* _PAGE_
+++

The Treasury Update Podcast by Strategic Treasurer

Episode 251

Fraud in a Changing Treasury Landscape Episode 2:
Do You Know Who Is Accessing Your Banking Information?

Criminals are always looking for the path of least resistance. When your company strengthens its defenses, new weak links are found and explored. In this episode, Craig Jeffery and Omri Kletter continue the discussion on some of the key findings that came out of the Treasury Fraud & Controls 2023 Survey. Specifically, they explore unguarded banking information and visibility restrictions. Listen in and find the full survey results on our website or learn more by watching the recent webinar!

Host:

Craig Jeffery, Strategic Treasurer

Craig - Headshot

Speaker:

Omri Kletter, Bottomline

Omri Kletter - Bottomline Technologies
Bottomline
Episode Transcription - Episode #251 - Fraud in a Changing Treasury Landscape Episode 2: Do You Know Who Is Accessing Your Banking Information?

Announcer  00:04

Welcome to the Treasury Update Podcast presented by Strategic Treasurer, your source for interesting treasury news, analysis, and insights in your car, at the gym, or wherever you decide to tune in.

 

Craig Jeffery  00:19

Welcome to the Treasury Update Podcast. This is Craig Jeffery, I’m back for part two of the 2023 Treasury Fraud and Controls Survey podcast with Omri Kletter from Bottomline Technologies. Welcome back to part two of our podcast discussion, Omri.

 

Omri Kletter  00:35

Good to be here again, good to be here.

 

Craig Jeffery  00:39

Excellent. So I’m going to assume that people have listened to part one, I’m not going to do the whole preamble other than to say, a lot of this data, you can find it in the show notes, you can you can find the report, the public facing report, it’s the eighth year in a row, that we’ve done this survey together Strategic Treasurer and Bottomline Technologies. So for for the key areas, we’re going to jump into the third area. This is the idea of, you know, every every fraud, or every attack usually usually goes against the weakest link, right? If someone strengthens their defenses one area, they target other areas, certainly criminals are trying to find everything. So attacking the weakest point is a good strategy. And one that’s commonly used by criminals staff has been an area that’s been exploited for a long time. It’s tremendously vulnerable. But there’s a couple other facts about an unguarded acid or location, let’s say of key banking information. These would be unmonitored directories. If you think about banking information, it’s oftentimes stored in a ERP or a payment system or treasury system or payment hub, then there’s some kind of process of delivering those instructions to let’s say, a bank, or a third party to settle it. The protection of unmonitored directories, did not seem to be very strong based on information, less than 40% had a full audit trail of access, and changes to access. Only about a third of administrators who can assign rights to access that do not have the ability to edit or delete log files. So two thirds basically have the ability to cover up the trails. And even if everyone was perfectly pure, and noble, and all that they do if someone gain their credentials, the key is to cover up their tracks exist. This seems to be a significant thing. We’ve seen this in our practice, I’d love you to talk about this generally, but also how companies how networks are addressing these types of concerns.

+++

* _ENTRIES SUPPLIED_
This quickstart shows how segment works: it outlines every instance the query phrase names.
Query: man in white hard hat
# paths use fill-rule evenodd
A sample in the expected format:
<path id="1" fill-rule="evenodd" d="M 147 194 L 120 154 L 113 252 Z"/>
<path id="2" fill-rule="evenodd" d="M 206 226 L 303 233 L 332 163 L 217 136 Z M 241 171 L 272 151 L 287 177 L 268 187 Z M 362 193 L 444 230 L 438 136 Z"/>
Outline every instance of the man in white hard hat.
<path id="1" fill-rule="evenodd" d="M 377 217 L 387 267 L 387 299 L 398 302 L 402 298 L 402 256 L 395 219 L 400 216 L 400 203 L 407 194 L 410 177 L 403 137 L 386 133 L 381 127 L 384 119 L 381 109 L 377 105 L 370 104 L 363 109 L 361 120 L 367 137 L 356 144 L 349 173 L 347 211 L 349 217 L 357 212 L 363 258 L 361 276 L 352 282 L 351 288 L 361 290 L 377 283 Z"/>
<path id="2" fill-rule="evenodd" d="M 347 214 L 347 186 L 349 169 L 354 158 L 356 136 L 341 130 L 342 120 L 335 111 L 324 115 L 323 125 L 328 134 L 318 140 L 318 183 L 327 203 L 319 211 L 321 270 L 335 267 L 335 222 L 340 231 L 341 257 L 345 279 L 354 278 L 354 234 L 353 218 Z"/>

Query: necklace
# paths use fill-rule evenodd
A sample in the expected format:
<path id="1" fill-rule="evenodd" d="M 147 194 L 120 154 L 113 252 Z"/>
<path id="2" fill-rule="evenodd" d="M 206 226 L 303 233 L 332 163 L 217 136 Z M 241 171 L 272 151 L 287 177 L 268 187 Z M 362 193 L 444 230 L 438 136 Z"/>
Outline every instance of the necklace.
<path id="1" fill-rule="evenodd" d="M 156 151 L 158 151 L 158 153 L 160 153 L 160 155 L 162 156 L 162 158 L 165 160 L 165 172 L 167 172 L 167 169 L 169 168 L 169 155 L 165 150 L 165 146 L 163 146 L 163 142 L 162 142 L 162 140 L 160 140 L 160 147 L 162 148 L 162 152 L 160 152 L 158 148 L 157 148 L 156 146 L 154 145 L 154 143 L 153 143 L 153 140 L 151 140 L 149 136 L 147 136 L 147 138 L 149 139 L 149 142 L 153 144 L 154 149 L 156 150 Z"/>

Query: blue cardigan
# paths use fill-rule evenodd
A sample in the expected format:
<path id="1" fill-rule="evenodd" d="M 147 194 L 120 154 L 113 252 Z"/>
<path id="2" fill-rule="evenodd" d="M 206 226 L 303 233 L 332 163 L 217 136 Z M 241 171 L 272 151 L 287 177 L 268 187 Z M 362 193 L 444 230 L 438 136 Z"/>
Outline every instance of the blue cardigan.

+++

* _SHORT PROBLEM A_
List every timestamp in the transcript on the podcast page.
* _SHORT PROBLEM B_
Reproduce verbatim the stretch of the records from the line containing "Query: necklace" through the line containing "Outline every instance of the necklace.", both lines included.
The podcast page and the records originate from separate, unrelated sources.

* _PROBLEM SOLUTION A_
00:04
00:19
00:35
00:39

* _PROBLEM SOLUTION B_
Query: necklace
# paths use fill-rule evenodd
A sample in the expected format:
<path id="1" fill-rule="evenodd" d="M 147 194 L 120 154 L 113 252 Z"/>
<path id="2" fill-rule="evenodd" d="M 206 226 L 303 233 L 332 163 L 217 136 Z M 241 171 L 272 151 L 287 177 L 268 187 Z M 362 193 L 444 230 L 438 136 Z"/>
Outline every instance of the necklace.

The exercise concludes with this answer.